Stored entries:
start
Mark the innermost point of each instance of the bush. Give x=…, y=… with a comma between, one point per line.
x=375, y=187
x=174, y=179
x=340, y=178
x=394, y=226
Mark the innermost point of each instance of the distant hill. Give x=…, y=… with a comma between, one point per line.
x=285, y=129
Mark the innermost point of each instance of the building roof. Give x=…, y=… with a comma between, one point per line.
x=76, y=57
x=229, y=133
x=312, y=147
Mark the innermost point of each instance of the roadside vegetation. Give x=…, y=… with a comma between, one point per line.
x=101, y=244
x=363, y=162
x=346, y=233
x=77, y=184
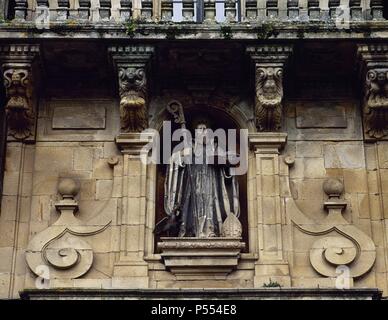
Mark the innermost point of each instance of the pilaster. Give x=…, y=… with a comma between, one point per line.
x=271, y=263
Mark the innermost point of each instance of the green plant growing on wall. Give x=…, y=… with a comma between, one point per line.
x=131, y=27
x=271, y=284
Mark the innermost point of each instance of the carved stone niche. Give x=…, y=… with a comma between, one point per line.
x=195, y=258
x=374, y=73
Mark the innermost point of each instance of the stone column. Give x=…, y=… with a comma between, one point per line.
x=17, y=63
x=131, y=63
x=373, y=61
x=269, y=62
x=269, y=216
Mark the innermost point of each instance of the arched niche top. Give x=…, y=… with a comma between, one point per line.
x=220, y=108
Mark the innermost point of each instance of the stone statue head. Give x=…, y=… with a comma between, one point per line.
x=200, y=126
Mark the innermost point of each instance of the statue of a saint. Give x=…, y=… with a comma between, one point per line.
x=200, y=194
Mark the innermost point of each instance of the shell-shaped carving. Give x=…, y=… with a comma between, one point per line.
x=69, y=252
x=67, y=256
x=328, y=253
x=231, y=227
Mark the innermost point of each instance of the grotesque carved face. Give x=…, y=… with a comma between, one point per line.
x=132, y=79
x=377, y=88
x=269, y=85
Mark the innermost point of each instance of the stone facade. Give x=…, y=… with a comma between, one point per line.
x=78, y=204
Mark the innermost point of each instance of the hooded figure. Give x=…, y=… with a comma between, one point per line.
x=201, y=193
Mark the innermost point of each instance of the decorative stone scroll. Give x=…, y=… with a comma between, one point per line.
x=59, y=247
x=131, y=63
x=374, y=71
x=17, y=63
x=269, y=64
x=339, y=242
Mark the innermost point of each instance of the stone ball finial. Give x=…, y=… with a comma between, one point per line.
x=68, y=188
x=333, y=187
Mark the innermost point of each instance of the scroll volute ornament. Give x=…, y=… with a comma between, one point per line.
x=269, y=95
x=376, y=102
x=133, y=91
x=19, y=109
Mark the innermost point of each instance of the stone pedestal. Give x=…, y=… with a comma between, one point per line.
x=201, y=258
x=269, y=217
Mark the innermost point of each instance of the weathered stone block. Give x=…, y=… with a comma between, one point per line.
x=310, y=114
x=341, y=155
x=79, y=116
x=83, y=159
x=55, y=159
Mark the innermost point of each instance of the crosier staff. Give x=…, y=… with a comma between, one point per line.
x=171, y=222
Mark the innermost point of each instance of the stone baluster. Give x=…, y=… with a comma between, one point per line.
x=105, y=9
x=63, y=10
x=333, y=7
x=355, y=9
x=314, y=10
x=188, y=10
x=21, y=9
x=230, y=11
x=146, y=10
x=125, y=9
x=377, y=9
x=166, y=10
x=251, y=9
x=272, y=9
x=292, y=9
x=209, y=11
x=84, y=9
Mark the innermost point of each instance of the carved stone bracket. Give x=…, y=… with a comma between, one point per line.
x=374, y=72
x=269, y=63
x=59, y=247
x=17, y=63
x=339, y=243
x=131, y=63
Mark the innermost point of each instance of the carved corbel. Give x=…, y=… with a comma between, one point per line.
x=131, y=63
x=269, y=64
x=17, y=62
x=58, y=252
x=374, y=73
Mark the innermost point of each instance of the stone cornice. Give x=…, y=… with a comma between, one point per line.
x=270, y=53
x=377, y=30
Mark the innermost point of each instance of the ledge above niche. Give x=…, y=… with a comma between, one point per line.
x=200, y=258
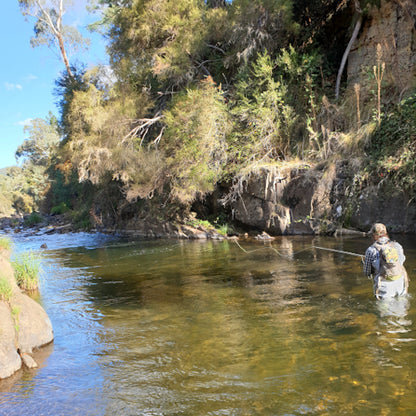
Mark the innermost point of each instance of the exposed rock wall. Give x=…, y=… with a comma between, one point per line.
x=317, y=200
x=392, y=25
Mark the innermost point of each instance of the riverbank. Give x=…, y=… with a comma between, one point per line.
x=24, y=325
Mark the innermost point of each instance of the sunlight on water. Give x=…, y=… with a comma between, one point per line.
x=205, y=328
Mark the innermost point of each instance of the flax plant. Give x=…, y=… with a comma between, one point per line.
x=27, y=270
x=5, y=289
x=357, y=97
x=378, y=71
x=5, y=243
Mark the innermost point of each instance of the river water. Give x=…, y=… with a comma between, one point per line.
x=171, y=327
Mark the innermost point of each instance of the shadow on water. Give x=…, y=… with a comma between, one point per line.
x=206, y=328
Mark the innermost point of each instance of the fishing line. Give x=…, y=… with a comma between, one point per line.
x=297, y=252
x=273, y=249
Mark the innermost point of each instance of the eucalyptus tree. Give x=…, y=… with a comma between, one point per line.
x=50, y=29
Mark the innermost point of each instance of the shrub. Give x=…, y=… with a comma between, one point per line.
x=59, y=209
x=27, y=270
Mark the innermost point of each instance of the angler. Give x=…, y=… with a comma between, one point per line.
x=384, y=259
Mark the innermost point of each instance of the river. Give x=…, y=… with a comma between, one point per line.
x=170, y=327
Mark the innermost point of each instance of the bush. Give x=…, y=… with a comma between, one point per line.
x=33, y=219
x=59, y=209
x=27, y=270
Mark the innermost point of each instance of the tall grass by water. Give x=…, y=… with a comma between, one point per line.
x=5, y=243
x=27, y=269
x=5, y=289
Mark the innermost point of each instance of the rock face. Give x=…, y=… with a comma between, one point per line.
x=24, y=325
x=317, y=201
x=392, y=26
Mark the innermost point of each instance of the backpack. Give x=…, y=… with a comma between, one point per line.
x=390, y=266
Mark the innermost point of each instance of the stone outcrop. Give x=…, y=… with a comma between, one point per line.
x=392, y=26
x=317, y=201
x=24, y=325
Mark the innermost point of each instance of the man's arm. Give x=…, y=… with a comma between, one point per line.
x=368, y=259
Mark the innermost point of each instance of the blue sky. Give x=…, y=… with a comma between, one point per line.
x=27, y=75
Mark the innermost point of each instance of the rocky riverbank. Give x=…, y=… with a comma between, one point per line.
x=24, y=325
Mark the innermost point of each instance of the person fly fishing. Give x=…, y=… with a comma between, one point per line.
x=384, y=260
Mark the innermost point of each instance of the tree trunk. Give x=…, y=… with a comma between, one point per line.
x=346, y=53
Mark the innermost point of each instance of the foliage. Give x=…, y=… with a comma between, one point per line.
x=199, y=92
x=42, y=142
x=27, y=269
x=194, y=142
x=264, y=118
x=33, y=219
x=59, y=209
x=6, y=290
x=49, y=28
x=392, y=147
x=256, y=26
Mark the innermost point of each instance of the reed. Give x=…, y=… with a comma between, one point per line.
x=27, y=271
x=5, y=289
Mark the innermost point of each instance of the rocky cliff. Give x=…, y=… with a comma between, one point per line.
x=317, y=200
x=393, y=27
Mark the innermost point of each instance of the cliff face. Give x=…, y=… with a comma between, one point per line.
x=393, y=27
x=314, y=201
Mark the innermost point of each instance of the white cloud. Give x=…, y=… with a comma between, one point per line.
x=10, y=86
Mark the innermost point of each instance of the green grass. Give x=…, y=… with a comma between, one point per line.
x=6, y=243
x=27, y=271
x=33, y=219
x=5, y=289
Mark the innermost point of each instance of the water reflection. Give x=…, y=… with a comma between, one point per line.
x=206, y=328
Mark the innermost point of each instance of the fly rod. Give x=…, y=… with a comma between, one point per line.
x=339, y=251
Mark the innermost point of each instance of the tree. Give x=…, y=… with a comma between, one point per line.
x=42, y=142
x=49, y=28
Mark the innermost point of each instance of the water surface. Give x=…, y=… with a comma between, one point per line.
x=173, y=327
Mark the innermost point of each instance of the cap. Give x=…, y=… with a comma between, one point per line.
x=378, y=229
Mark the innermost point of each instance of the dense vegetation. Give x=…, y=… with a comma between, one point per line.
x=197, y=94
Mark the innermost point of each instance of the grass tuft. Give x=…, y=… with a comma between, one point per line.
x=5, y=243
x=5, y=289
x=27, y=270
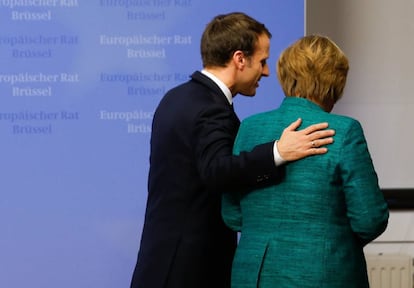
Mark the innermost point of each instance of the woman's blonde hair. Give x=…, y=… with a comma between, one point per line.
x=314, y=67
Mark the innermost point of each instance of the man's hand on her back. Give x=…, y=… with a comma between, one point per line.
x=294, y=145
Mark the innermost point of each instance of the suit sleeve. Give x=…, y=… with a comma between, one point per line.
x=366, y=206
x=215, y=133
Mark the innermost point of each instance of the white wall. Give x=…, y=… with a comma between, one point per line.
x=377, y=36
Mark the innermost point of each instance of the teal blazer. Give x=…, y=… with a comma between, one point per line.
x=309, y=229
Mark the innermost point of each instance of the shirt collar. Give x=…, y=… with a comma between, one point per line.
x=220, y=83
end
EXERCISE> Set out the data above as a numbered list, from its first line through the line containing "x=271, y=263", skipping blank lines. Leave the pictures out.

TASK RESPONSE>
1. Mark the innermost point of each instance of the bush. Give x=…, y=… with a comma between, one point per line.
2. x=375, y=187
3. x=174, y=179
4. x=340, y=178
5. x=394, y=226
6. Mark the innermost point of each instance of the distant hill. Give x=…, y=… with a comma between, one point per line.
7. x=285, y=129
8. Mark the innermost point of each instance of the building roof. Give x=…, y=… with a comma between, one point per line.
9. x=76, y=57
10. x=229, y=133
11. x=312, y=147
12. Mark the innermost point of each instance of the roadside vegetation. Give x=…, y=… with a comma between, one point per line.
13. x=101, y=244
14. x=363, y=162
15. x=346, y=233
16. x=77, y=184
17. Mark the innermost point of each instance of the pilaster. Give x=…, y=… with a comma between, one point per line.
18. x=271, y=263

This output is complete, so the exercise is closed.